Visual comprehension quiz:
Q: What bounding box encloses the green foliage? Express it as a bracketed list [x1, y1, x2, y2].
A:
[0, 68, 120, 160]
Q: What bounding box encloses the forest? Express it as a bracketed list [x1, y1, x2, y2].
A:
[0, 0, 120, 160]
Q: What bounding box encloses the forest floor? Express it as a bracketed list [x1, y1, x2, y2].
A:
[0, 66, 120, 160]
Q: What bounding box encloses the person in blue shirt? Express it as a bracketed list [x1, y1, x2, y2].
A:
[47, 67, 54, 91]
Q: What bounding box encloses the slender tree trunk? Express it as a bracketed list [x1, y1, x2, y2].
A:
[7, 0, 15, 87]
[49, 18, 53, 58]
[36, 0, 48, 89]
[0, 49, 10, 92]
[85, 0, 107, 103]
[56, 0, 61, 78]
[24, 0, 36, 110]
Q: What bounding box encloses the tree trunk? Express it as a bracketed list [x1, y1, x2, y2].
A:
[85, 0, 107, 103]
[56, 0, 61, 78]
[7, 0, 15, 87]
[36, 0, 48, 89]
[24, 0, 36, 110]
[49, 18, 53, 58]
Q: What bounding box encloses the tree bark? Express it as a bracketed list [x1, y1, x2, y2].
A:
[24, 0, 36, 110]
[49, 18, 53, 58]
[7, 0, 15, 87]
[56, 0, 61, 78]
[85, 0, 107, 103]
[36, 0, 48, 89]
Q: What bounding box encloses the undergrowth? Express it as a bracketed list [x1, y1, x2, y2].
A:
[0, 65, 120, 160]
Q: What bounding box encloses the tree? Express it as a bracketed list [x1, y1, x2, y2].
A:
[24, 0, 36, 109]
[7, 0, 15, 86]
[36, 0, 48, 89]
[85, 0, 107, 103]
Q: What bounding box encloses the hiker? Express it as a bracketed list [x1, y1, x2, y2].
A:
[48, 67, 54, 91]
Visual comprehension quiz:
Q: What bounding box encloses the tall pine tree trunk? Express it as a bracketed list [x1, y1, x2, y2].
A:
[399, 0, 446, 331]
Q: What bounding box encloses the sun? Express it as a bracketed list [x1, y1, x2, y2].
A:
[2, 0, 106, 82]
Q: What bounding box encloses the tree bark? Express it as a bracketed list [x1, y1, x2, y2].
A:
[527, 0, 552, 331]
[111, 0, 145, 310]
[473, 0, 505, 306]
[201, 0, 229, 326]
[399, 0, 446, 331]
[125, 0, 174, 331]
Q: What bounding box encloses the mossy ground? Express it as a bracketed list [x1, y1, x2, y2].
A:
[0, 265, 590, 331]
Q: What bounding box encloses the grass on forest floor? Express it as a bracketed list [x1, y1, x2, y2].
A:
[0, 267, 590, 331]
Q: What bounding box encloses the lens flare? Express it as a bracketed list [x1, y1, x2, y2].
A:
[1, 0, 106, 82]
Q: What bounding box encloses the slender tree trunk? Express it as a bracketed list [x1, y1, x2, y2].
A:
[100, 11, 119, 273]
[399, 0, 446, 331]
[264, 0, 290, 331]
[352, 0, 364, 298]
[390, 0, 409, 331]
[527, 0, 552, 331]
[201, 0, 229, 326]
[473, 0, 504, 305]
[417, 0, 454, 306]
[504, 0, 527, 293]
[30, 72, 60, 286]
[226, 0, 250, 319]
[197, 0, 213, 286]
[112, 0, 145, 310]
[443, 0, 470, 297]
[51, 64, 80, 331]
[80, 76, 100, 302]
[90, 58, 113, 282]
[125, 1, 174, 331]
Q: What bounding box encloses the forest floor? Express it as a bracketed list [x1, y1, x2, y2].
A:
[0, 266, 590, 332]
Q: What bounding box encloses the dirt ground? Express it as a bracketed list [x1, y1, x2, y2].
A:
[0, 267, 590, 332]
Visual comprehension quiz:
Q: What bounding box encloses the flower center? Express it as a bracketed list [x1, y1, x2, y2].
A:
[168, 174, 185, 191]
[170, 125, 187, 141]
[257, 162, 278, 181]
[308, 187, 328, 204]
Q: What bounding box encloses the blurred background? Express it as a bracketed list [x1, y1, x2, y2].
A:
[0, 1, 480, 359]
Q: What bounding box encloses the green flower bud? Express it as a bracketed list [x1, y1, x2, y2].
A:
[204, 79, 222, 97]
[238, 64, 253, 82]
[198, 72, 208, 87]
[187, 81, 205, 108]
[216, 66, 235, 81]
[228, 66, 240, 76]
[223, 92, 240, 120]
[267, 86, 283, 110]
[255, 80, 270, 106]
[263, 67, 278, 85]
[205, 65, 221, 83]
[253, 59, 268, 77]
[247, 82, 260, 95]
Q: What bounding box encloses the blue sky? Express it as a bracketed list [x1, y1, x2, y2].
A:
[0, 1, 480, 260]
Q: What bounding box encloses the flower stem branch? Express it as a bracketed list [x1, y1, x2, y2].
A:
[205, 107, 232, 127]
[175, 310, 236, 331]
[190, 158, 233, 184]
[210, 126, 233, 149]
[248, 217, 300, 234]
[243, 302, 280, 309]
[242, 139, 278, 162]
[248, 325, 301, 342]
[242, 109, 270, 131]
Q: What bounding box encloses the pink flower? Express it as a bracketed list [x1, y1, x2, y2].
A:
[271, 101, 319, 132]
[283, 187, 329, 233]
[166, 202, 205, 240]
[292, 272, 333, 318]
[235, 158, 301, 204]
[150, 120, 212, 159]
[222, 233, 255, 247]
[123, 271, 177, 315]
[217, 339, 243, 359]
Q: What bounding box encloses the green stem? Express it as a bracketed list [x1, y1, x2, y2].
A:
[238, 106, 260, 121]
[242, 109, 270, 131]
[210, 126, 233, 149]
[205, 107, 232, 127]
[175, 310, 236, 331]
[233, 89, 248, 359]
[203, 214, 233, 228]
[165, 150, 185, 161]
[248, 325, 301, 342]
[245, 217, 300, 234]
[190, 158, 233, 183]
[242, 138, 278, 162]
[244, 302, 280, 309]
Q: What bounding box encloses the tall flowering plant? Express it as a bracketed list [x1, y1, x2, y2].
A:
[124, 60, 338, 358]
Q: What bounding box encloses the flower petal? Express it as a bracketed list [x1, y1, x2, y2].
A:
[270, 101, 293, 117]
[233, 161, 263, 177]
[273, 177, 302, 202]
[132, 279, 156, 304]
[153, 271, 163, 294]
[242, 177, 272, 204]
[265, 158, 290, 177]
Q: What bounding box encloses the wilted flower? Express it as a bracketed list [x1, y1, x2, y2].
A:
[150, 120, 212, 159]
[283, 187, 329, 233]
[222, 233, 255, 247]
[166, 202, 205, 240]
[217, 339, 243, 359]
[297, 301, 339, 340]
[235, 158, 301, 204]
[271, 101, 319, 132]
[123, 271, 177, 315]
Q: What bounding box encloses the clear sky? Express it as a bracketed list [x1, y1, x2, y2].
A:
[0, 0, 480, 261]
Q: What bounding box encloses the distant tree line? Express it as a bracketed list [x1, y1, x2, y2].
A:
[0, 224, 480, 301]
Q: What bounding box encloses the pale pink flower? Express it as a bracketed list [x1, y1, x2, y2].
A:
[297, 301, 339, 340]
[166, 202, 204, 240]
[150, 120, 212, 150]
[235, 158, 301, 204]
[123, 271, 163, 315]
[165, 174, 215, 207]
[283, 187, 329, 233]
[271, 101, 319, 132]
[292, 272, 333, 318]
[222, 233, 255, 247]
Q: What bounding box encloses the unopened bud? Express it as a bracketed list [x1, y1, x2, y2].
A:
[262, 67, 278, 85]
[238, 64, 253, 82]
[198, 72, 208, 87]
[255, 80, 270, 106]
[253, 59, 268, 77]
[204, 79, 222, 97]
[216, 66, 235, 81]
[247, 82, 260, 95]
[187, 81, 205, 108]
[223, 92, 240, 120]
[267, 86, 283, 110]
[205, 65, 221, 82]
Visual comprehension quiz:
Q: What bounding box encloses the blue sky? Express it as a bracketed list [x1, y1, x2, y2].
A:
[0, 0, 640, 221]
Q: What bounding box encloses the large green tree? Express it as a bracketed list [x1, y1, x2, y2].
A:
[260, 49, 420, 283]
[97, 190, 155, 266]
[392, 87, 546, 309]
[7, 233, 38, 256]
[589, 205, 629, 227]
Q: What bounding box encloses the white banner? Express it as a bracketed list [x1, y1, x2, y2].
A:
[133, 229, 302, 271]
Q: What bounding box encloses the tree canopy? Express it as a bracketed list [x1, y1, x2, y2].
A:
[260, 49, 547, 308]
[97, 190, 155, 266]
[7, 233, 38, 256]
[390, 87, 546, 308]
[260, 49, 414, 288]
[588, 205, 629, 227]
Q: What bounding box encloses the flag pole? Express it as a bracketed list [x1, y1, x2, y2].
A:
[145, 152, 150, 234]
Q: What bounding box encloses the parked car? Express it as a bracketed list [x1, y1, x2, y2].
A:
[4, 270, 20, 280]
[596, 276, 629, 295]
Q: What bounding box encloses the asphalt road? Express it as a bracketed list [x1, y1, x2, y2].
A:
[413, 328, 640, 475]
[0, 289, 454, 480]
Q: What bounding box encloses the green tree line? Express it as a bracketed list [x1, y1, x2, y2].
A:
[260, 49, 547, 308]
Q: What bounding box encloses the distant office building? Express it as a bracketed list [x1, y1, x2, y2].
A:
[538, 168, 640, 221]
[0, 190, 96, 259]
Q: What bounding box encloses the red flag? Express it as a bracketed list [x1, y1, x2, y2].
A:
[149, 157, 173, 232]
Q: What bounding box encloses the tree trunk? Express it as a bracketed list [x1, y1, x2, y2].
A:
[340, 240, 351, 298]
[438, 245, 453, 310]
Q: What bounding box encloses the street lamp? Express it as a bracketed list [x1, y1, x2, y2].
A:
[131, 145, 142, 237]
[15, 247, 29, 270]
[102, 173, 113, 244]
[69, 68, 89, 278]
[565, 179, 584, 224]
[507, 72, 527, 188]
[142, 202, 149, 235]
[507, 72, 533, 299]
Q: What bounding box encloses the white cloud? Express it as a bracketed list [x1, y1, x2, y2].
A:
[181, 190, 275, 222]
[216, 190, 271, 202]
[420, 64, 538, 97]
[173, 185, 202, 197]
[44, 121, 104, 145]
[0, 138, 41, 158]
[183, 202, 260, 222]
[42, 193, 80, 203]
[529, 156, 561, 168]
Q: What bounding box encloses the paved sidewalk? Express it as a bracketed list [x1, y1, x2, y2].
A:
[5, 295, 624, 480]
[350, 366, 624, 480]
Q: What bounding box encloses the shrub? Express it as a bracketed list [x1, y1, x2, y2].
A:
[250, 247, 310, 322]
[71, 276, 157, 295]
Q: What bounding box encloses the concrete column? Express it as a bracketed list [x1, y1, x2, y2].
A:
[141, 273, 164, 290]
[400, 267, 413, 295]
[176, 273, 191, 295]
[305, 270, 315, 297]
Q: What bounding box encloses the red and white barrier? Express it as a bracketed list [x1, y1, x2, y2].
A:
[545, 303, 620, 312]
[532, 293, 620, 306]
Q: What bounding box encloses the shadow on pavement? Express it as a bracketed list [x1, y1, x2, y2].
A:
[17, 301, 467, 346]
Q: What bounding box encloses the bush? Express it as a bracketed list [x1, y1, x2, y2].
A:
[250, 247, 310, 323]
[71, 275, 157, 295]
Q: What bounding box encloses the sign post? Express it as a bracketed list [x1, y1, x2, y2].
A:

→ WHAT NEEDS TO BE DONE
Arrange everything in the records above, from the line containing "Q: What bounding box encloses the green stem?" down to the line containing "[244, 302, 280, 309]", as a numbered list, with both of those lines included and any blank lines omitted.

→ SOLVED EXERCISE
1. Q: What bounding box encloses the green stem? Express it as a bracketed list [x1, y1, x2, y2].
2. A:
3. [238, 106, 260, 121]
4. [242, 109, 270, 131]
5. [210, 126, 233, 149]
6. [205, 107, 232, 127]
7. [175, 310, 236, 331]
8. [233, 89, 248, 359]
9. [203, 214, 233, 228]
10. [165, 150, 185, 161]
11. [248, 325, 301, 342]
12. [245, 217, 300, 234]
13. [190, 158, 233, 183]
14. [242, 138, 278, 162]
15. [244, 302, 280, 309]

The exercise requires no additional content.